75% of Americans are chronically dehydrated. It is probable that similar percentages apply to 90% of the world population.

In 37% of Americans, the thirst mechanism is so weak that it is often mistaken for hunger.

Even mild dehydration will slow down one’s metabolism as much as 3%.

One glass of water shuts down midnight hunger pangs for almost 100% of the dieters studied in a University of Washington study.

Lack of water is the #1 trigger of daytime fatigue.

Research indicates that 8-10 glasses of water a day could significantly ease back and joint pain for up to 80% of sufferers.

A mere 2% drop in body water can trigger fuzzy short-term memory, trouble with basic math, and difficulty focusing on the computer screen or on a printed page.

Drinking 5 glasses of water daily decreases the risk of colon cancer by 45%.It can slash the risk of breast cancer by 79%, and reduce the risk of developing bladder cancer by 50%.

> [Dataset extract]:

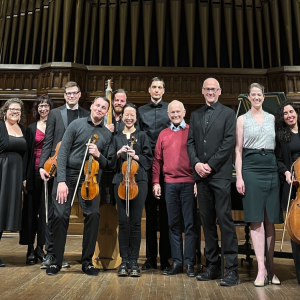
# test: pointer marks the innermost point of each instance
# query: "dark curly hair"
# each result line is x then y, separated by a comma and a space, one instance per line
283, 132
41, 99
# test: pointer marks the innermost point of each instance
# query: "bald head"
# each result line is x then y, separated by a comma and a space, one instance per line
176, 112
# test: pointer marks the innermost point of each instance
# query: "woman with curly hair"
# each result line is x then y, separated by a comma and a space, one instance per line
257, 179
33, 212
12, 149
287, 151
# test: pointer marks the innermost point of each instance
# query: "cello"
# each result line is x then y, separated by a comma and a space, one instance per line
106, 253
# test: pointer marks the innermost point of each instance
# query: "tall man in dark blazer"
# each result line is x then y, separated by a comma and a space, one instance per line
210, 145
57, 123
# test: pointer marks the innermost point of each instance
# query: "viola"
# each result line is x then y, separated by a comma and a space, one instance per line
50, 165
90, 187
128, 188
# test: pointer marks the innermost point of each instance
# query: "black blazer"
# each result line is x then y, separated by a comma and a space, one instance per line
284, 163
215, 145
57, 124
142, 148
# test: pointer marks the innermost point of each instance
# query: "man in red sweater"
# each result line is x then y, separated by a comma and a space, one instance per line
171, 157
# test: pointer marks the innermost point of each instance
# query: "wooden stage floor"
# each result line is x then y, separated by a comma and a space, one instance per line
18, 281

> [Task requirements]:
- a) Copy the water facts passage from "75% of Americans" to "of Washington study.".
- b) Add the next few lines of the water facts passage, following on from its final sentence.

> [Answers to this exercise]:
- a)
75% of Americans are chronically dehydrated. It is probable that similar percentages apply to 90% of the world population.

In 37% of Americans, the thirst mechanism is so weak that it is often mistaken for hunger.

Even mild dehydration will slow down one’s metabolism as much as 3%.

One glass of water shuts down midnight hunger pangs for almost 100% of the dieters studied in a University of Washington study.

- b)
HYDRATION IN COLD & HEAT

According to nutritionists, the best way to fight the heat and the cold is to drink plenty of water. However, a survey by The Brita Products Company found that, even in the best of weather conditions, two out of three Americans drink fewer than the recommended 8 glasses of water a day. Read on for some interesting and important tips on keeping hydrated in the cold and heat.

Cold Weather Hydration
In the winter, skiers don’t always realize that drinking copious amounts of water will help them perform and feel better. A 1998 study conducted by the American College of Sports Medicine monitored skiers and compared a well-hydrated group (using back-mounted hydration packs) with a “no-water” group. The results showed how dehydration can dramatically affect a skier’s day. The combination of drier air, high altitude and exercise can bring on effects of dehydration ranging from fatigue to frost bite. Although skiers are often tempted to drink hot beverages or alcohol, these only add to the effects of dehydration. Don’t rely on thirst to be your guide. Drink water steadily over the course of the day, at least twelve 8-ounce glasses or more if you are and aggressive skier or snowboarder. A helpful method for hydration outdoors is a back-mounted hydration system, like the CamelBak.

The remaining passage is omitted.